⟨
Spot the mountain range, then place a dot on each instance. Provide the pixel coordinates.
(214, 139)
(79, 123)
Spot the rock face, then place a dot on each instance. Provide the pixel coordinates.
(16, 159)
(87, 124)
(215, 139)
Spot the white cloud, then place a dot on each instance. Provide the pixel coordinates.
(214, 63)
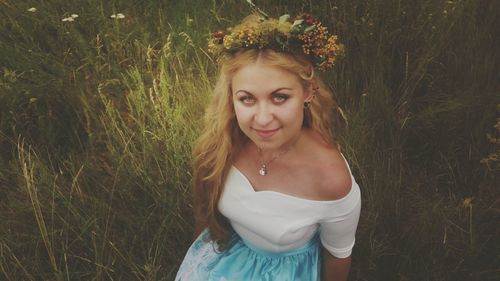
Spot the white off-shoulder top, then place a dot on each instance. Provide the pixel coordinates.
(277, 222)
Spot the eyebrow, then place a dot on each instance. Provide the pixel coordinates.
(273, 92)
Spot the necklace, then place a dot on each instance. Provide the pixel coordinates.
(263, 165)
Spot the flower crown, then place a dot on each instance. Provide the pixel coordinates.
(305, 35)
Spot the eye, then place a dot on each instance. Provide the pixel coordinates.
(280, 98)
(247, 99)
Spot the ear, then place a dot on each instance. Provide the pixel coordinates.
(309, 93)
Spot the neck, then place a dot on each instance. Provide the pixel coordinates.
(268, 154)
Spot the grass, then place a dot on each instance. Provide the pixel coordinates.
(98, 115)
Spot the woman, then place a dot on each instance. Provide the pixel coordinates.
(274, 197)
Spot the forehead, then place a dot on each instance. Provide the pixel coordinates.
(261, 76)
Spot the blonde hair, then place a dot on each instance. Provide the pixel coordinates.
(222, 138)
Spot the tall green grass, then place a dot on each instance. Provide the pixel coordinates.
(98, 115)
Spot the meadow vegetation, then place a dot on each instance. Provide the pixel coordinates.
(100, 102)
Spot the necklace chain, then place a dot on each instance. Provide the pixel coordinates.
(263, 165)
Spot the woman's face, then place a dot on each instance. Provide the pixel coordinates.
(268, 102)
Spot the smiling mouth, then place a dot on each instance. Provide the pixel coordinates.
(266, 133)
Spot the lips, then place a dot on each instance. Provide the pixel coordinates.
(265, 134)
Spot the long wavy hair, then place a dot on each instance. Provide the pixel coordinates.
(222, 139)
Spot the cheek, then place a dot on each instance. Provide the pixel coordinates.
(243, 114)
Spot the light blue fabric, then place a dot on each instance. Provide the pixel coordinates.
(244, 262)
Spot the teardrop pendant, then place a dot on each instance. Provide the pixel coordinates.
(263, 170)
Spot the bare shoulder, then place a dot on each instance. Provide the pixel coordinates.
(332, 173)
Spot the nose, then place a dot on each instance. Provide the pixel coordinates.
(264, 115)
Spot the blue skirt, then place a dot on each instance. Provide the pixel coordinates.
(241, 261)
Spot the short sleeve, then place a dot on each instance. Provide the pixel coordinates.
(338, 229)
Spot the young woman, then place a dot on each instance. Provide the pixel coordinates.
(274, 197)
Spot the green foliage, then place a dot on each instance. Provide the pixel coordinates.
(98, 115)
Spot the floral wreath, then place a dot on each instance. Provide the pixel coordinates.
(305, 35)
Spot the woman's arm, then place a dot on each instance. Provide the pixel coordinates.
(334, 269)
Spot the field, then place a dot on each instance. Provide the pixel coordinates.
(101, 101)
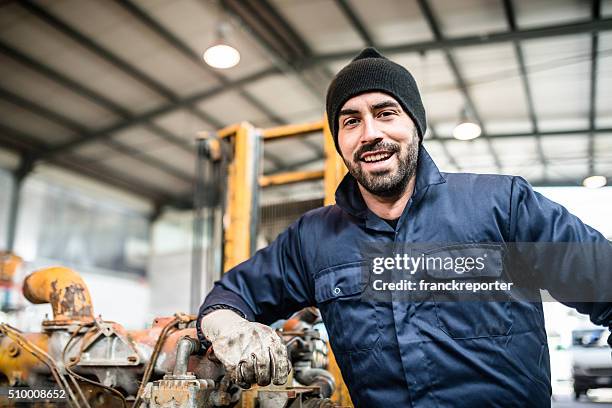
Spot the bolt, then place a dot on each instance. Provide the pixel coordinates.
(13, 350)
⟩
**Challenge:**
Starting at the line that contains "Spot the green" and ending at the end of the listing, express those lines as a Markdown table with the columns Row and Entry, skipping blank lines and leaving out the pictures.

**Exercise answer:**
| Row | Entry |
|---|---|
| 1 | Spot the green foliage, then place a dot on each instance. Provide the pixel coordinates. |
| 2 | (98, 115) |
| 3 | Spot the floral wreath, then place a dot on each instance. Provide the pixel coordinates. |
| 4 | (305, 35) |
| 5 | Spot the woman's arm, then place a dot on each instance. Provide the pixel coordinates. |
| 6 | (334, 269) |
| 7 | Spot the field, then place a dot on each instance. Provide the pixel coordinates. |
| 8 | (101, 101) |
| 9 | Spot the bolt, then place a dot on each instance. Provide the pixel coordinates. |
| 10 | (13, 350) |